The problem
The answer must be a single number: how many lines of the records below contain "queried".

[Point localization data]

┌──

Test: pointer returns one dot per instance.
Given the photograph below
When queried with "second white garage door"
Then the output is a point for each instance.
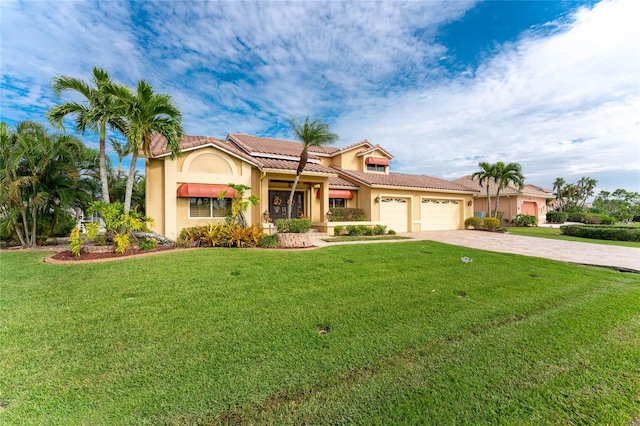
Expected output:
(394, 213)
(440, 215)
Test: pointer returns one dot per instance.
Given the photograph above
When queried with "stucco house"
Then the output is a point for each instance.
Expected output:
(183, 192)
(533, 200)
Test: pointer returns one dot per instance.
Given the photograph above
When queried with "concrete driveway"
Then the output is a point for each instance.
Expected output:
(624, 258)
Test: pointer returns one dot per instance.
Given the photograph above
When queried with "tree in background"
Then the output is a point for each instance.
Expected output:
(39, 176)
(573, 197)
(485, 174)
(310, 133)
(504, 175)
(95, 113)
(145, 113)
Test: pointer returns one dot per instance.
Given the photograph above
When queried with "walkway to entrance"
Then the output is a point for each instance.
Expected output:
(625, 258)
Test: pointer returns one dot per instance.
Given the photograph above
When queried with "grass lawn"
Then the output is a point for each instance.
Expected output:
(342, 238)
(401, 333)
(554, 233)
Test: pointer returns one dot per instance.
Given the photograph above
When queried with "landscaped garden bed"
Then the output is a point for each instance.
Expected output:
(364, 334)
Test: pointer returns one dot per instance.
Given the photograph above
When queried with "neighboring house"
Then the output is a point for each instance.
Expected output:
(532, 199)
(184, 192)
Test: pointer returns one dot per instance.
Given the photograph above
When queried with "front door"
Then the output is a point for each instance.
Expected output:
(278, 204)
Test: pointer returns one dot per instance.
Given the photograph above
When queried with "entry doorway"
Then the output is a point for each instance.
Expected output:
(278, 204)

└──

Answer section
10